[START OF Document section]

Today, I've just got a follow-up on my earlier post regarding the CrossFit Games scoring system ("Opening Pandora's Box: Do We Need a New Scoring System"). In fact, this is actually a follow-up to a comment to that post.

Tony Budding of CrossFit HQ was kind enough to stop by and respond to my article, in particular my suggestion that we move to a standard deviation scoring system. You can read my post and Tony's comment in full to get the details, but the long and short of it is this: HQ is sticking with the points-per-place system for the time being. I'd like to keep the discussion going in the future about possibly moving away from this system, but for now, I accept that the points-per-place is here to stay. Tony made some good points, and I understand the rationale, though I stand by my argument.

Anyway... Tony mentioned that they are still working on ways to refine the system. Certain flaws, like the logjams that occurred at certain scores (like a score of 60 on WOD 12.2) are probably fixable with different programming, and there are some tweaks that could be made to address other concerns (for instance, only allowing scores from athletes who compete in all workouts). But I had another thought that would allow us to stick with the points-per-place system while gaining some of the advantages of a standard deviation system.

At the Games for the past two years, the points-per-place has been modified to award points in descending order based on place, with the high score winning (in contrast to the open and regionals, where the actual ranking is added up and the low score wins). In addition, the Games scoring system has wider gaps between places toward the top of the leaderboard. In my opinion, this is an improvement over the traditional points-per-place system because it gives more weight to the elite performances. However, I think we can do a little better.

First, here is my rationale for why

*we*

*should*have wider gaps between the top places. If you look at how the actual results of most workouts are distributed, you'll see the performance gaps are indeed wider at the top end. The graph below is a histogram of results from Men's Open WOD 12.3 last year:

There are fewer athletes at the top end than there are in the middle, so it makes sense to reward each successive place with a wider point gap. However, the same thing occurs on the low end, with the scores being more and more spread out. But the current Games scoring table does not reflect this - the gaps get smaller and smaller the further down the leaderboard you go (the current Open scoring system obviously has equal gaps throughout the entire leaderboard).

[END OF Document section]

**Problems to solve**:
#1 Summarize the post on CrossFit Games scoring in two sentences.
#2 According to the CrossFit scoring post, at what score on WOD 12.2 did a logjam occur?
#3 Continue the post on CrossFit Games scoring from the point where it stops.

[START OF Supplied material]

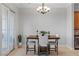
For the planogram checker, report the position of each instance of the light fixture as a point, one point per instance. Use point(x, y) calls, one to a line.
point(43, 9)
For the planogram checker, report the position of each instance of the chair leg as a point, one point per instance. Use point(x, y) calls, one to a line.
point(34, 49)
point(48, 49)
point(27, 49)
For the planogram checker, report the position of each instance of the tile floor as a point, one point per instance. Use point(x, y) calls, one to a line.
point(63, 51)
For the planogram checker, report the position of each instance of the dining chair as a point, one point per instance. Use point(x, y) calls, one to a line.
point(28, 46)
point(43, 45)
point(53, 45)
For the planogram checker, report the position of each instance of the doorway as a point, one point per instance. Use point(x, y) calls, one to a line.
point(76, 30)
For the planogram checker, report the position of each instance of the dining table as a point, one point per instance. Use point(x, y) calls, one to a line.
point(50, 37)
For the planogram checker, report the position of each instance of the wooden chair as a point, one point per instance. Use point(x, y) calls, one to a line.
point(53, 43)
point(28, 46)
point(43, 45)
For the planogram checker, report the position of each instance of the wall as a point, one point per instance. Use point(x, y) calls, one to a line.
point(15, 22)
point(16, 30)
point(54, 21)
point(70, 26)
point(0, 29)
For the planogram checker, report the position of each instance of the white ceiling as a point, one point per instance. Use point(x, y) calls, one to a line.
point(34, 5)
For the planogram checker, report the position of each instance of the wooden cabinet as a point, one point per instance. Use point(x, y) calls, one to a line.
point(76, 19)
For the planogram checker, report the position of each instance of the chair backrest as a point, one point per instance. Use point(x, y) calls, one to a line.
point(43, 40)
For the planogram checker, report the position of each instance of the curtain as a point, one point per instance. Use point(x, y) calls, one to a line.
point(7, 30)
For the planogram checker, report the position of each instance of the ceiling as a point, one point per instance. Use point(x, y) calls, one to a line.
point(34, 5)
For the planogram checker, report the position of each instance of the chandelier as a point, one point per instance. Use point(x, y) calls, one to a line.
point(43, 9)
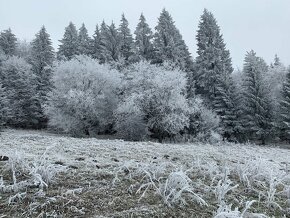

[END OF Supplied material]

**Results in order**:
#1 Tony Budding of CrossFit HQ responded to the author's suggestion of a standard deviation scoring system, and HQ is keeping the points-per-place system for now while still working on ways to refine it. The author proposes a way to stay with points-per-place while gaining some advantages of a standard deviation system, arguing that results spread out at both the top and low ends, which the current Games table does not reflect because its gaps get smaller further down the leaderboard.

#2 A score of 60.

#3
Now, another issue with the current Games scoring table is that it's set up to handle only one size of competition (the maximum it could handle is around 60). So let's try to set up a scoring table that will address my concern about the distribution of scores but can be used for a comeptition of any size (even the Open).

Obviously, the pure points-per-place system used in the Open will work on a competition of any size, but what is essentially does is assume we have a uniform distribution of scores. Basically, the point spread between any two places is the same regardless of where you fall in the spectrum. So what happens is the point difference between 100 burpees and 105 burpees becomes much wider than the gap between 50 and 55 or 140 and 145. So my suggestion is this: let's use a scoring table that ranges from 0-100 but reflects a normal (bell-shaped) distribution rather than a uniform (flat) distribution. The graph below shows that same histogram of WOD 12.3 (green), along with a histogram of my suggested scores (red) and a histogram of the current open points (blue). The scale is different on each histogram, but there are 10 even intervals for each, so you can focus on how the shapes line up.

You can see that the points awarded with the proposed system are much more closely aligned with the actual performances than the current system. And this was done without using the actual performances themselves - I just assumed the distribution of performances was normal and awarded points, based on rank, to fit the assumed distribution.

Now, you may be asking, how well does this distribution fare when we limit the field to only the elite athletes? Well, the shape does not tend to match up as well as we saw in the graph above. Part of this is due to the field simply being smaller, so there is naturally more opportunity for variance from the expected distribution. However, for almost every event in last year's Games, there is no question that the normal distribution is a better fit than the current Games scoring table. The chart below shows a histogram the actual results from the men's Track Triplet along with the distribution of scores using the proposed scoring table and the current scoring table. I have displayed the distribution of scores from the scoring table with lines rather than bars to make the various shapes easier to discern.

As stated above, we do not perfectly match the actual distribution of results. But clearly the actual results are better modeled with the normal distribution than with the current scoring table. As further evidence, the R-squared between the actual results and the proposed scoring table is 96.0%; the R-squared between the actual results and the current scoring table is only 83.9%. If we make this same comparison for each of the first 10 events for men and women (excluding the obstacle course, which was a bracket-style tournament), the R-squared was higher with the proposed scoring table than with the current table, with the exception of the women's Medball-HSPU workout.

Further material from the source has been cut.